SUPPLIED PASSAGE.
::::::

# Breeding nuisance!



## Swampy (29 Mar 2009)

Sorry if this question has already been asked...
I have a 900 gallon pond full of over sexed goldfish, in the past Ive shipped them on to LFS, e-bay etc. Ive been thinking of adding a species of coldwater fish to keep the numbers of goldfish down. I had even thought of using perch, as an angler I know what these little fish are like for eating small fish, but the down side, once grown, an adult perch could easly eat any of my adult goldfish!
If anyone has an idea for a small pond, to keep the numbers down, (_Not my wifes idea of bromide_) Im all ears!

On a different subject, Ive now replanted my pond and seen the post by ceg4048 but and am a little unsure about using garden ferts in a pond with fish. What is a safe dosing level?


----------



## Ed Seeley (29 Mar 2009)

Can't help on the ferts, my koi produce plenty of nutrients for the plants in my pond and, as I want my koi to grow as much as possible, the last thing I want to do is increase the TDS by adding ferts!  I spend all my time doing lots of filter cleanings to keep it down!

As to the breeding then there are some semi-predatory fish you could use.  Orfe are close relatives of chub and will eat any small fish.  However in many ponds the parent fish will eat the eggs and fry and keep numbers down.  Is your pond very heavily planted?  If so there may be too many places to hide.  I think your idea of a small shoal of perch might work really well.  Once they get to 8" or so (probably in a couple of years) I'm sure a good LFS will happily swap them for smaller ones as someone is bound to snap big perch up as they'd make really great coldwater oddball fish for someone who likes predatory fish!  They'd look great in a large tank with bamboo sticks to look like reeds!

::::::

EXERCISE DESCRIPTION. Repeat the stretch of the pond breeding thread from "As to the breeding" through "look like reeds!", swapping "bamboo" for "willow".

::::::

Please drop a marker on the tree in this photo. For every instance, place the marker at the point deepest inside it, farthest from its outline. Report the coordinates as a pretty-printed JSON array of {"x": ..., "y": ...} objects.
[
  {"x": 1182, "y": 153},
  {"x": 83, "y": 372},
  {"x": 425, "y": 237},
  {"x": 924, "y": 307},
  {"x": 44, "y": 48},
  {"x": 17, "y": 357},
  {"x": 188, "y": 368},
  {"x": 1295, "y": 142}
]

::::::

RESULT OF THE EXERCISE.
As to the breeding then there are some semi-predatory fish you could use.  Orfe are close relatives of chub and will eat any small fish.  However in many ponds the parent fish will eat the eggs and fry and keep numbers down.  Is your pond very heavily planted?  If so there may be too many places to hide.  I think your idea of a small shoal of perch might work really well.  Once they get to 8" or so (probably in a couple of years) I'm sure a good LFS will happily swap them for smaller ones as someone is bound to snap big perch up as they'd make really great coldwater oddball fish for someone who likes predatory fish!  They'd look great in a large tank with willow sticks to look like reeds!